WHAT TO WORK ON:
1. In the text on selling annuities, how long does the whole process take when selling a personal injury annuity?
2. Write what comes next in the text on selling annuities, starting after its last sentence.

The Process of Selling Annuities
- Research Annuity Buyers & Get Quotes: There are many factoring companies that buy annuities, so careful research is a must to choose the best offer. Shop around and get quotes from different annuity buyers before deciding.
- Compare & Accept Best Quote: Compare quotes and potentially accept the offer of a buyer that has given you the best deal while also demonstrating credibility, professionalism, and transparency. Remember to consider both the lump sum amount as well as any fees that you may be charged.
- Complete Paperwork: To complete the transaction and receive your money, you need to fill out some basic paperwork. This will be provided by the buyer, and they can provide support if you have any questions. Once the paperwork is finished, submit it to the annuity buyer.
- Standing Before the Judge: The annuity buyer will then arrange a court date. Court approval is required before you can cash out your payments. Presenting your case before the judge is not difficult. You typically just need to provide a brief explanation of why you need to sell your annuity payments. This step is only required for the sale of structured settlements, such as personal injury annuities in which you were the injured party and lottery annuities.
- Receive Payment: After the judge approves the sale transaction, you’ll receive your money.
The entire process for selling a personal injury annuity takes between one to three months because of that extra step requiring approval from a judge. If your annuity is not from a personal injury lawsuit, the sales process could take just a month. The annuity buyer should help expedite the process by taking you through each step, but it’s impossible to determine an exact timeline of when you’ll receive your lump sum payout.
Know Your Selling Options: Full and Partial
One of the biggest misconceptions regarding selling an annuity is that you must sell all future payments. However, there are several options for selling annuity payments and it’s important to choose the right one for your financial needs.

GIVEN DATA:

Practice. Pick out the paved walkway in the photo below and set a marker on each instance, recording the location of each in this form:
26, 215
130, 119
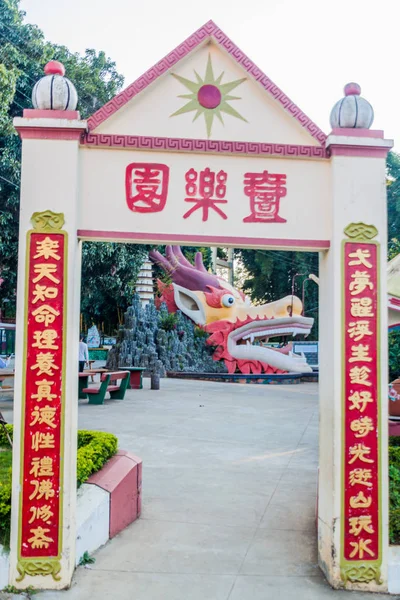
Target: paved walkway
229, 492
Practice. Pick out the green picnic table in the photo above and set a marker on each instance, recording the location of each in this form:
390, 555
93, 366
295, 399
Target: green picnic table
135, 379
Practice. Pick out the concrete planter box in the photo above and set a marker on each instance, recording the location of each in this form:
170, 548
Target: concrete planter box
106, 504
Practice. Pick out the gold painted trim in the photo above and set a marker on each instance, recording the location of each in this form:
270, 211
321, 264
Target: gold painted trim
43, 567
44, 222
361, 232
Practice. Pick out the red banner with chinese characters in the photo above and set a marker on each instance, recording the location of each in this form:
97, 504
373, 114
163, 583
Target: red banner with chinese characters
146, 187
361, 522
42, 417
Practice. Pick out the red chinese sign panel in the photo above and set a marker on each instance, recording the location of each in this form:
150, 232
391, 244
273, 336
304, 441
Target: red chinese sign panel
41, 490
361, 522
146, 186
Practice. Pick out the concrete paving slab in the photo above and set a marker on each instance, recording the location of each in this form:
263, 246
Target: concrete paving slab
171, 547
277, 552
113, 585
229, 492
288, 587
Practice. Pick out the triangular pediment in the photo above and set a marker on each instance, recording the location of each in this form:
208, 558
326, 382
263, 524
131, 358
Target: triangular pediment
207, 89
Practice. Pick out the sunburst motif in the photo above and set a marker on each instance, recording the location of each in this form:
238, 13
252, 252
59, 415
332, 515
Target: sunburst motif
209, 97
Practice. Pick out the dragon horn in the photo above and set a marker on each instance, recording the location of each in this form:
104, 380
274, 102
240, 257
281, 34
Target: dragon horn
181, 258
160, 260
198, 259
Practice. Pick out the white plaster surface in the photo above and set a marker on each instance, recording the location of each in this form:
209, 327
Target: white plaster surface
394, 570
4, 567
149, 113
103, 203
93, 519
49, 182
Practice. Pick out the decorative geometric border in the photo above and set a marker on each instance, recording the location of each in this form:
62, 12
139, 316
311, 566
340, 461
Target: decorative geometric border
209, 30
199, 145
203, 240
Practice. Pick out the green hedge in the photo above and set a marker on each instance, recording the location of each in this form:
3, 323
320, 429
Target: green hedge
98, 353
95, 448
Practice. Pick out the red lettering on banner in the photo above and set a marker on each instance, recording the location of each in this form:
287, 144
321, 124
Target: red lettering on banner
146, 186
206, 190
361, 388
43, 392
265, 191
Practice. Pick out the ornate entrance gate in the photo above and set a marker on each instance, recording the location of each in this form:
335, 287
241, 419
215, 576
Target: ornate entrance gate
203, 148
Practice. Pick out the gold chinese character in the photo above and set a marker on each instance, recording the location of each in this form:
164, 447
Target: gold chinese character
42, 488
41, 467
358, 330
359, 524
362, 426
47, 248
45, 363
39, 538
360, 501
44, 339
360, 547
361, 307
359, 451
41, 512
360, 283
360, 354
360, 375
44, 416
361, 258
42, 440
45, 314
45, 270
41, 292
360, 400
360, 476
44, 391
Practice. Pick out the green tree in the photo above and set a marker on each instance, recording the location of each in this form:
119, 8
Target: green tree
109, 272
23, 54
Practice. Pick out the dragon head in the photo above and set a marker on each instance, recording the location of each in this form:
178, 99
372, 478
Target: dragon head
233, 322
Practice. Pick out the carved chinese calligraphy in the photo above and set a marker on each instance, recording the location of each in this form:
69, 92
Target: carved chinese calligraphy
361, 553
265, 191
146, 186
39, 536
206, 190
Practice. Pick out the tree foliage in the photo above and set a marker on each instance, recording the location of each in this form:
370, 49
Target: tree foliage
108, 270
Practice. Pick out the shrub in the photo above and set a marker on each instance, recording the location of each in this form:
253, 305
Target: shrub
95, 448
394, 490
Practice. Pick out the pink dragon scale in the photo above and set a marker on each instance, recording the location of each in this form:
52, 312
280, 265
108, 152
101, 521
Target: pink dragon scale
233, 323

EXERCISE RESULTS:
1. Between one and three months.

2.
A full sale of your future annuity payments will result in a larger lump sum payment with no future installment payments.
A partial sale allows you to receive a lump sum of money for a portion of your annuity payments. After the period of annuity payments that you’ve sold passes, you’ll resume receiving the remaining periodic payments.
A third option is to sell just a portion of a specific number of payments. You’ll receive a lump sum, then receive the remaining portion of your annuity payments, so you get both a bulk sum of money as well as ongoing payments.
Sometimes annuity owners feel more secure selling only a portion of their annuity because they know they will still have future payments they can depend on.
Pay Attention to the Discount Rate
When selling an annuity, the discount rate determines how much cash you receive in return for future payments. It’s essentially a fee that is subtracted from the annuity amount you plan to sell. The discount rate depends primarily on the buyer’s expectations of future interest rates. The annuity buyer will use the discount rate to calculate the present value of your annuity—the amount they’re willing to pay you. Other factors affecting the present value of an annuity include:
- The dates the payments are due
- The number of payments that are due to you
- The amount of each payment
The higher the discount rate percentage, the less money you will receive out of your full annuity contract. This is the reason you must compare quotes to ensure you are getting a fair discount rate.
In most cases, you can expect the discount rate to range between 9% and 18%, but it can be higher.
It is important to work with a firm who will share detailed discount rate information with you. The entire transaction should be as transparent as possible. If the rate is too high, consider comparison shopping. Make sure you don’t rush the process as that could end up costing you money.
Why People Sell Annuities
These are some of the most common reasons to sell annuities:
Pay medical bills
Pay off debt
Fund higher education
Purchase a home
Buy a car
Start a business
Invest for retirement
Pros and Cons of Selling Annuity Payments
Pros
- Instead of waiting years, you’ll receive your money within weeks or months.
- Ability to immediately pay off debts and reduce financial stress.
- Potential to make a big purchase like a new home or car.
- Pay for your own or your child’s education.
- Invest money for a higher return.
Cons
- The discount rate reduces the total amount of money you’d receive from the annuity over time.
- Reduces your long-term financial security if selling the entire annuity contract.
- Possibility of making poor financial decisions with the funds received.
Although some people determine the benefits of selling their annuity payments significantly outweigh the costs, carefully consider both pros and cons when making a choice. This will help you make the right decision for your financial situation.
Tax Implications of Selling Your Annuity
You are not required to pay income tax on any personal injury settlement annuity. If the annuity resulted from a favorable lawsuit verdict, selling that annuity will usually not create any tax consequences.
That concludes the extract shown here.